| What you are asked to do |
The answer must consist solely of the lines from the one containing "# for every instance of the gray" to the end of the entries below, repeated exactly.

═══ Supplied information ═══

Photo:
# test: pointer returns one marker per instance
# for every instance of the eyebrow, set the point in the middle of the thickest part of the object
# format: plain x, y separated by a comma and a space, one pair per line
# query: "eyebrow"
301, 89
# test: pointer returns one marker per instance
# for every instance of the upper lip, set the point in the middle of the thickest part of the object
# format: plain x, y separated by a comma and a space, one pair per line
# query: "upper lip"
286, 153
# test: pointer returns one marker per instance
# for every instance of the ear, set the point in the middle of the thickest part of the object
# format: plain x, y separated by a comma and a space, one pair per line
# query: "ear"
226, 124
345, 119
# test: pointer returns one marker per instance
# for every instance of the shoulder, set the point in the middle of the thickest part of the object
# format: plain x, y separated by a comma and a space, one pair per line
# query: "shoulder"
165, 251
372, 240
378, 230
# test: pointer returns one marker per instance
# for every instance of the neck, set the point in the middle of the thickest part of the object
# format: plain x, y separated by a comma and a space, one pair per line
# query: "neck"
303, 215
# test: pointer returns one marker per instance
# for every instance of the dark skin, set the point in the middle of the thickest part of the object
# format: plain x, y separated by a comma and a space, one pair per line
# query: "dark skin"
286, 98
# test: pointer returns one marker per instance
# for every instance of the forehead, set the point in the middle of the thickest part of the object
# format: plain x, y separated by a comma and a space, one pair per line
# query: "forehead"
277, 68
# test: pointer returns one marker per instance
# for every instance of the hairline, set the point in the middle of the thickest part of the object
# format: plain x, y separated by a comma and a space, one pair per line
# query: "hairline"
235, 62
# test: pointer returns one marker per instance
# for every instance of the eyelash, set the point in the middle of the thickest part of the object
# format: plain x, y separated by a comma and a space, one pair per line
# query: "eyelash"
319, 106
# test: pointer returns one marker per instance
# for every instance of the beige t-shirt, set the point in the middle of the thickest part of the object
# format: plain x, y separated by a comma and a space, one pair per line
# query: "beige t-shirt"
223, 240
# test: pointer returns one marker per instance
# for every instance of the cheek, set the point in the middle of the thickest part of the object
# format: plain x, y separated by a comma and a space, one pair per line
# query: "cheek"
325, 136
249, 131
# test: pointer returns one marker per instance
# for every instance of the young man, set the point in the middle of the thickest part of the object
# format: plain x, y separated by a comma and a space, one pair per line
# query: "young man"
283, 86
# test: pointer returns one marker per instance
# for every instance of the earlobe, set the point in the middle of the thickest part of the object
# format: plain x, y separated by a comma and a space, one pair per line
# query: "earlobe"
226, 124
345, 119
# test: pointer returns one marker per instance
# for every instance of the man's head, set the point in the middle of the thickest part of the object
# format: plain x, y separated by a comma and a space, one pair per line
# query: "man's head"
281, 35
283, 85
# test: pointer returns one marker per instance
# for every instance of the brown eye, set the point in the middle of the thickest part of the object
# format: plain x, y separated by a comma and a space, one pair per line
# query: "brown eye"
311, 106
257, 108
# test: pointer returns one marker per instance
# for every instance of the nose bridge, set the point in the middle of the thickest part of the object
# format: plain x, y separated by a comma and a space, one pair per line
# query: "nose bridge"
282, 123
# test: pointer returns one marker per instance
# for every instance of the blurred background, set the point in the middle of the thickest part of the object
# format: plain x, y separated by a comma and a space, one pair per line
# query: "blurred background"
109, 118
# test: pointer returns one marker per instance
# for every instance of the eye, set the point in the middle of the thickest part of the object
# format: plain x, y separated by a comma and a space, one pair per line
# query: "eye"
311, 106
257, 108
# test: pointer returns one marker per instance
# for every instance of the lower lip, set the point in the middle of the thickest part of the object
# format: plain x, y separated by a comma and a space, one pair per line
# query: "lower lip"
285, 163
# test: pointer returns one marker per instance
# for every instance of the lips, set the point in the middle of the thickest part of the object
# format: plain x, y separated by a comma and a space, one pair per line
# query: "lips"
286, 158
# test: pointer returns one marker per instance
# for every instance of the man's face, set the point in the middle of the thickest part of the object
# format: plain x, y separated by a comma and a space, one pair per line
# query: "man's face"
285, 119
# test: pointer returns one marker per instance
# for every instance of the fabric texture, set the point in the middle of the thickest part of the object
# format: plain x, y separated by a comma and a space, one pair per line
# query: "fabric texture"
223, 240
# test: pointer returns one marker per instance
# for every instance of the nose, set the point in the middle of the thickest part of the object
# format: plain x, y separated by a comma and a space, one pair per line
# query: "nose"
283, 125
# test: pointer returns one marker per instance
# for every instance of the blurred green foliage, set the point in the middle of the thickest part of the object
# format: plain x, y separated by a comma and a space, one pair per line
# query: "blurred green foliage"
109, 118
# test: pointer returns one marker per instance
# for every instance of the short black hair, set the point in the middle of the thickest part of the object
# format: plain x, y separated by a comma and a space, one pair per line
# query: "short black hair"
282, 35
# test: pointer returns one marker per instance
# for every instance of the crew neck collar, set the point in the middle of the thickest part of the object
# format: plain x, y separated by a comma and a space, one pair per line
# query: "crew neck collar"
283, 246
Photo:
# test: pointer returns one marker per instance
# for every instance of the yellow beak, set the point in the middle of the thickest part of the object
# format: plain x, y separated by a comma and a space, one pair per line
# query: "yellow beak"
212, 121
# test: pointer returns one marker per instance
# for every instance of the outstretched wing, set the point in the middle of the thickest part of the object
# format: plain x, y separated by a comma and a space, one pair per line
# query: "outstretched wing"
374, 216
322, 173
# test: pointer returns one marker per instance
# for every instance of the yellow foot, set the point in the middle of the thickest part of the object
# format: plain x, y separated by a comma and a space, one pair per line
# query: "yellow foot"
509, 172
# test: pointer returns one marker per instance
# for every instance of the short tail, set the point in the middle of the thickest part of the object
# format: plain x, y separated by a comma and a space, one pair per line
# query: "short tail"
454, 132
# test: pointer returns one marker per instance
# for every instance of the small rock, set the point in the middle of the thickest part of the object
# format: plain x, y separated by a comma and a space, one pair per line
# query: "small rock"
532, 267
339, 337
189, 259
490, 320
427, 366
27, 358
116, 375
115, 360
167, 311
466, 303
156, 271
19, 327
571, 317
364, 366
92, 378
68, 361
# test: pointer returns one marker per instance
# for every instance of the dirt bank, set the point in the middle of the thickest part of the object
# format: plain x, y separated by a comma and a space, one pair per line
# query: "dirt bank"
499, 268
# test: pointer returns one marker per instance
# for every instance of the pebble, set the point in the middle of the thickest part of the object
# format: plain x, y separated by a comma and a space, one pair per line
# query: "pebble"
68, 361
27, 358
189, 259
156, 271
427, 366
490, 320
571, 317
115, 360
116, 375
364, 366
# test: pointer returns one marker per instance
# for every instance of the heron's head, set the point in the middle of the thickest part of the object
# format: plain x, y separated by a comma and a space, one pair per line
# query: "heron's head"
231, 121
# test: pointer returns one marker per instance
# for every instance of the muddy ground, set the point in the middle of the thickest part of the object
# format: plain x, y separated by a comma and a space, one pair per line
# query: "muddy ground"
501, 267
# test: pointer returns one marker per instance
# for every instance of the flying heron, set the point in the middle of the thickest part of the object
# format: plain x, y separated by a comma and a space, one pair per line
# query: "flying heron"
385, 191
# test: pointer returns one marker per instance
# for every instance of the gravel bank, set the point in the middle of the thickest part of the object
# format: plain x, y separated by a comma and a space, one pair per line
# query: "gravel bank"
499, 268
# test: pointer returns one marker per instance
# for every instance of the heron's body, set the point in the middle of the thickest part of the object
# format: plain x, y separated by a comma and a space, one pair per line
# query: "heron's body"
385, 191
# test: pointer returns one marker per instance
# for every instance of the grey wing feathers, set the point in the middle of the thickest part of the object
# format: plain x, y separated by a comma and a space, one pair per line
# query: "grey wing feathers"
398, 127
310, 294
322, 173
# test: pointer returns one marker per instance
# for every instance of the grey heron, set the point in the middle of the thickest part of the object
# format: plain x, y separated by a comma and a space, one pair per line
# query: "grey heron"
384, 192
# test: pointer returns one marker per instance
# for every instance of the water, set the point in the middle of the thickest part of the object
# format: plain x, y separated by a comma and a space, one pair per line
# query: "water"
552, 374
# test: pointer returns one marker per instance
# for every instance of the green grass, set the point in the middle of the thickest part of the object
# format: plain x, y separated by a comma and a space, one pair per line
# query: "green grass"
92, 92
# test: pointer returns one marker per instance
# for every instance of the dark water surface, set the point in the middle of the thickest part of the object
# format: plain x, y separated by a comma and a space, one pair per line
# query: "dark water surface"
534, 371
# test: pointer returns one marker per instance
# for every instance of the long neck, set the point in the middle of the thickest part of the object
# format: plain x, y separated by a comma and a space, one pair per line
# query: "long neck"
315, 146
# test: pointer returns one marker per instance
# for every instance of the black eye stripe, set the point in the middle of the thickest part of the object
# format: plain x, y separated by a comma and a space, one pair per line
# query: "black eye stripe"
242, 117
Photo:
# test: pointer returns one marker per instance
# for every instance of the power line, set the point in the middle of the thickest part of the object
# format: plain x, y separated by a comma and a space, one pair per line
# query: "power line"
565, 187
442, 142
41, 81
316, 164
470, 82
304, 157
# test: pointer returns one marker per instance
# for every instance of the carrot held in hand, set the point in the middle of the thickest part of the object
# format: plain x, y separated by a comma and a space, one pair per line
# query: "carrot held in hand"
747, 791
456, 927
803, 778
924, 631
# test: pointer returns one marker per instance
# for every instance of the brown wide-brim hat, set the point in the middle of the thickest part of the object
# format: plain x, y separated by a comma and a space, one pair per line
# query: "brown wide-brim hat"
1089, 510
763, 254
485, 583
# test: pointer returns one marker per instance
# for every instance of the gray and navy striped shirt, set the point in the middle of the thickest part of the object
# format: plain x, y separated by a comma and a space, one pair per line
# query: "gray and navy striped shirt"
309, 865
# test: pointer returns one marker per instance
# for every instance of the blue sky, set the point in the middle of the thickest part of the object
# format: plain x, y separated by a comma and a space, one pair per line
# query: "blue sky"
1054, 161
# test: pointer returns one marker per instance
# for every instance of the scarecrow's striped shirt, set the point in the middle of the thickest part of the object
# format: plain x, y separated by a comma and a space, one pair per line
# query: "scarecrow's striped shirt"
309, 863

═══

| Task output |
# for every instance of the gray and navy striped shirt, set the point in the middle of the thickest part of the object
# format: plain x, y separated by a comma and a space, one pair per line
# query: "gray and navy striped shirt"
309, 865
# test: pointer returns one marker per instance
# for every instance of the blue sky, set the point in the middle of the thickest part of the object
# format: plain x, y separated by a comma and a space, one pair per line
# query: "blue sky"
1054, 161
# test: pointer returns one marker per instance
# for every instance of the scarecrow's striped shirt, set the point in the middle of the thickest part of the object
# format: plain x, y separated by a comma and a space, one pair per line
# query: "scarecrow's striped shirt"
309, 863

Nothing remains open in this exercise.